- **What the exercise asks**: Please pull out every line in the rows below that contains the word "sock" and copy each one in full.

[Dataset rows showing where objects appear]
--- START ---
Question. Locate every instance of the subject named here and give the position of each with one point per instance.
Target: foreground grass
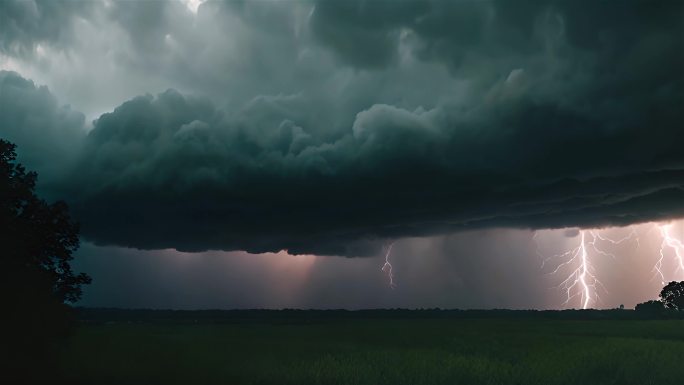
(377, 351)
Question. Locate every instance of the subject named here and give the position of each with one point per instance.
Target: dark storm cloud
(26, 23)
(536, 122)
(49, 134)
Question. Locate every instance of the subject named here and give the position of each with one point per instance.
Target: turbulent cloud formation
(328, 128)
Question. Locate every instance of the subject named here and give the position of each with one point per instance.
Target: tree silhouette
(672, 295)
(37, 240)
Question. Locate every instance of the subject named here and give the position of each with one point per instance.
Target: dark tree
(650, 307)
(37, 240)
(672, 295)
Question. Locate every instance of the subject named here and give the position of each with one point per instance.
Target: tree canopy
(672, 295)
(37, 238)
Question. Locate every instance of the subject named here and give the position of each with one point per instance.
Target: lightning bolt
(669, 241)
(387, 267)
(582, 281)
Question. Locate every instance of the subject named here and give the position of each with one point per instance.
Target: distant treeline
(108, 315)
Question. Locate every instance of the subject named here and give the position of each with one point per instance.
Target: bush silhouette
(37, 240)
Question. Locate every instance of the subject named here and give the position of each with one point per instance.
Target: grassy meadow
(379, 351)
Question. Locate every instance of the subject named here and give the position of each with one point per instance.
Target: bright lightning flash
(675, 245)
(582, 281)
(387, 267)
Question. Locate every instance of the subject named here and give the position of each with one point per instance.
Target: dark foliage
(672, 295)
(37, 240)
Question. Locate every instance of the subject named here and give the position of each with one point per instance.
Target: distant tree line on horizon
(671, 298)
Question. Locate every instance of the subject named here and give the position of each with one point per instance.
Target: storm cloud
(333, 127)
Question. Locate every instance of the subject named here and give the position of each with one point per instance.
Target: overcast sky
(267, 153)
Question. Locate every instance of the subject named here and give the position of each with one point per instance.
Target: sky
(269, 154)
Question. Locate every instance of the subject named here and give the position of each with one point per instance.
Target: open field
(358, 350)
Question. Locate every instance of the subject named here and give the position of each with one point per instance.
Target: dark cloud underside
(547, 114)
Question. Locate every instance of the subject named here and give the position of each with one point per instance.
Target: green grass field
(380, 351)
--- END ---
--- START ---
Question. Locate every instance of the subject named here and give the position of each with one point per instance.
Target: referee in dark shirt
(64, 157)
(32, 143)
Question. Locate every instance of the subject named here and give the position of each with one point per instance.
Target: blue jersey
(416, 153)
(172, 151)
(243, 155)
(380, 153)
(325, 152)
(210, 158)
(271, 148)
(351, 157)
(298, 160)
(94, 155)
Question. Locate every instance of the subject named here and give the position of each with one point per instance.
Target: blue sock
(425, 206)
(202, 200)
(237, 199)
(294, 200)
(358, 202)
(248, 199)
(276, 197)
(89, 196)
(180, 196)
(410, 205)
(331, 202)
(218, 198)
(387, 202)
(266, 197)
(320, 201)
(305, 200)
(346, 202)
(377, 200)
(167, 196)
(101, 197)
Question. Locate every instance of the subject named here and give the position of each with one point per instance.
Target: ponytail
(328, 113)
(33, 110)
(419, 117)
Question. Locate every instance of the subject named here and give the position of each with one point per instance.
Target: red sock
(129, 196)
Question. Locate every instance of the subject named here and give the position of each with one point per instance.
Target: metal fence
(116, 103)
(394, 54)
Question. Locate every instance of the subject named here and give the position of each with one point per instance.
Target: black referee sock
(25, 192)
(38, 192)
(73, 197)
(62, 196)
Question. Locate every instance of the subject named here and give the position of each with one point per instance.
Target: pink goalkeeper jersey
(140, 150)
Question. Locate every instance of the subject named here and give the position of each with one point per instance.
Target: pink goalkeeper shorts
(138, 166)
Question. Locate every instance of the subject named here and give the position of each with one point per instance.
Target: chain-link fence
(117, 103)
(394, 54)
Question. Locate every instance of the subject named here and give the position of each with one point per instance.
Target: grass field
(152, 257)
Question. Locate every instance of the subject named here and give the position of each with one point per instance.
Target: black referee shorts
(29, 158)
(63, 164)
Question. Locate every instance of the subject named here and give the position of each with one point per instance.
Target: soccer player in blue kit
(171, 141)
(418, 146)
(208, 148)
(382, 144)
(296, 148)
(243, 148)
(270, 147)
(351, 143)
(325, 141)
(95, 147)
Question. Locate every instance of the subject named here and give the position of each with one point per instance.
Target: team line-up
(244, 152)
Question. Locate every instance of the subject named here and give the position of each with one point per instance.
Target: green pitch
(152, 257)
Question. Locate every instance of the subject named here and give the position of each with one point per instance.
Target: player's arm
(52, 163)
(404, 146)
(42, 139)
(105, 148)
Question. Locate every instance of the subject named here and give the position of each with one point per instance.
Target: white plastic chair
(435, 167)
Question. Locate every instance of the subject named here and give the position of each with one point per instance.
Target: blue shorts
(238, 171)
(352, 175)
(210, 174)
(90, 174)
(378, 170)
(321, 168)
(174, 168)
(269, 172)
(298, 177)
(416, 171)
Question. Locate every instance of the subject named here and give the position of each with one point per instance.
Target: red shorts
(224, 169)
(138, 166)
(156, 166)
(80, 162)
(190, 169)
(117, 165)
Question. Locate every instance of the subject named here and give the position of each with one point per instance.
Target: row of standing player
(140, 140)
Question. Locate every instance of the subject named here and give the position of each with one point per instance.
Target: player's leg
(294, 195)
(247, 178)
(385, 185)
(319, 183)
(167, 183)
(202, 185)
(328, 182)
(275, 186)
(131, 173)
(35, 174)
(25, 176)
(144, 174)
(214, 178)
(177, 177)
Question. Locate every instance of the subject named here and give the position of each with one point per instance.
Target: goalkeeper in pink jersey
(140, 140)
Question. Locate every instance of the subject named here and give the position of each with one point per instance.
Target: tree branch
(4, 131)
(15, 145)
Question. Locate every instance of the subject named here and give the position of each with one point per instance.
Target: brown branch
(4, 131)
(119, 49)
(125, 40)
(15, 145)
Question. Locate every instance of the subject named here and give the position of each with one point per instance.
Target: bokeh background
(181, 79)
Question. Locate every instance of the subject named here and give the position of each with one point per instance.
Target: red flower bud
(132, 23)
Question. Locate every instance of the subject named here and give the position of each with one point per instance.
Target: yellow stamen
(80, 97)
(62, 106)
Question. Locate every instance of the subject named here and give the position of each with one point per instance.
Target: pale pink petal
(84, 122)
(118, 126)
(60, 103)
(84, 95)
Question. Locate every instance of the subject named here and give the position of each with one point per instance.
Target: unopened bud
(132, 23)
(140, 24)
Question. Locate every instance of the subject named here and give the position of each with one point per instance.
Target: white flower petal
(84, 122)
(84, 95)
--- END ---
- **Answer to the problem**:
Target: blue sock
Target: red sock
Target: black referee sock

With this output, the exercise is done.